> **TEXT SECTION**:
________________

To allow multiple people to decrypt secrets:

.sops.yaml
creation_rules:
- path_regex: .*\.yaml$
pgp: >-
D2A7EC63E350CC488197CB2ED369B07E00FB233E,
ANOTHERKEY1234567890ABCDEF1234567890ABCDEF

If you need to change encryption keys:

Terminal window
# Update .sops.yaml with new key(s)
# Then rotate all secrets
sops updatekeys nix/secrets/secrets.yaml

This re-encrypts the file with the new key configuration.

.sops.yaml
creation_rules:
# Development secrets
- path_regex: secrets/dev/.*\.yaml$
pgp: >-
D2A7EC63E350CC488197CB2ED369B07E00FB233E
# Production secrets (different key)
- path_regex: secrets/prod/.*\.yaml$
pgp: >-
PRODUCTIONKEY1234567890ABCDEF1234567890AB
Terminal window
# Get a single value
sops -d --extract '["database"]["password"]' secrets.yaml
# Use in scripts
DB_PASSWORD=$(sops -d --extract '["database"]["password"]' secrets.yaml)

________________

> **PROVIDED MATERIAL**:

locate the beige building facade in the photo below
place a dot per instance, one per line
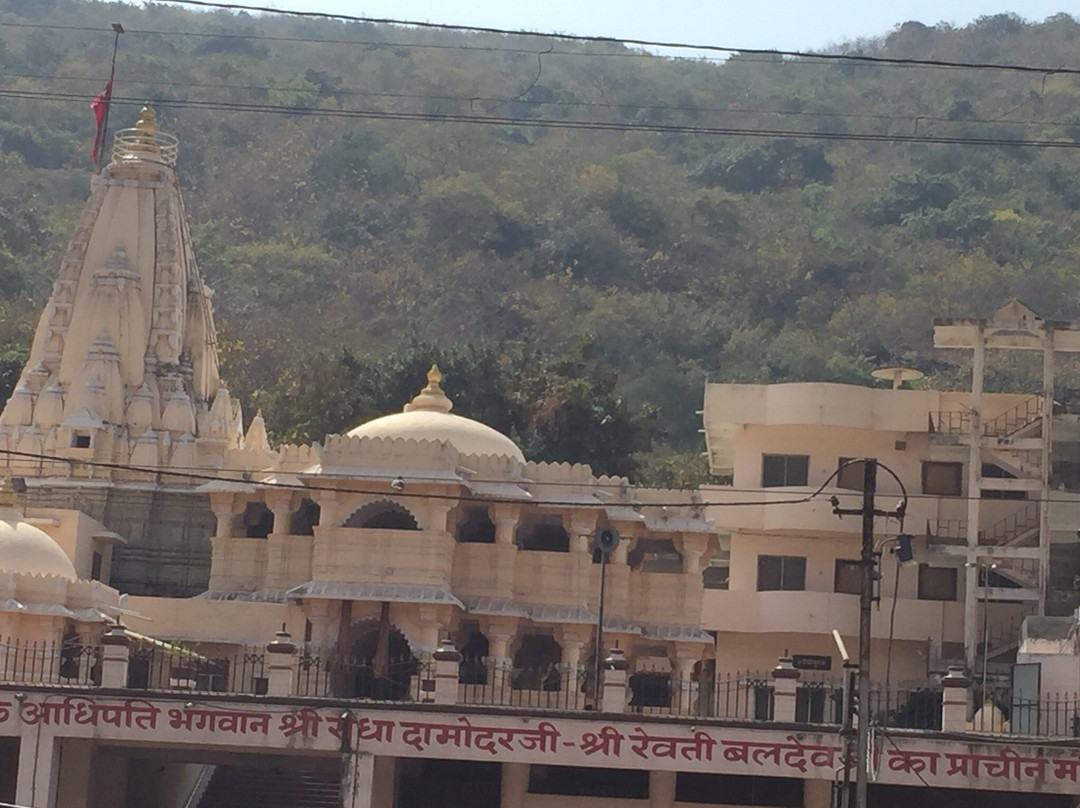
(412, 615)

________________

> **EXERCISE A**:
Answer these questions from the sops text above, one per line:
(i) Which command re-encrypts the secrets file after .sops.yaml is updated with new keys?
(ii) What path_regex is given for production secrets?
(iii) What is the command for getting a single value?
> **EXERCISE B**:
Copy the part of the sops text above that starts at "# Then rotate" and ends at "secrets (different key)".
> **EXERCISE C**:
Continue the sops text above from its last line.

> **FINAL RESULT A**:
(i) sops updatekeys nix/secrets/secrets.yaml
(ii) secrets/prod/.*\.yaml$
(iii) sops -d --extract '["database"]["password"]' secrets.yaml

> **FINAL RESULT B**:
# Then rotate all secrets
sops updatekeys nix/secrets/secrets.yaml

This re-encrypts the file with the new key configuration.

.sops.yaml
creation_rules:
# Development secrets
- path_regex: secrets/dev/.*\.yaml$
pgp: >-
D2A7EC63E350CC488197CB2ED369B07E00FB233E
# Production secrets (different key)

> **FINAL RESULT C**:
.sops.yaml
creation_rules:
- path_regex: config\.yaml$
encrypted_regex: '^(password|api_key|secret)$'

Only keys matching the regex will be encrypted.

DO commit:

  • .sops.yaml (configuration)
  • Encrypted secret files (secrets.yaml)
  • nix/secrets/README.md
  • nix/secrets/secrets.yaml.example

DON’T commit:

  • Unencrypted secrets
  • GPG private keys
  • secrets.yaml.example with real secrets

Add to .gitignore if you have temporary unencrypted files:

# Temporary unencrypted secrets
*.dec.yaml
*.dec.json
*_decrypted.*

To ensure secrets are always encrypted:

.pre-commit-config.yaml
repos:
- repo: https://github.com/getsops/sops
rev: v3.8.1
hooks:
- id: sops-check

Problem: SOPS can’t find your Ledger GPG key.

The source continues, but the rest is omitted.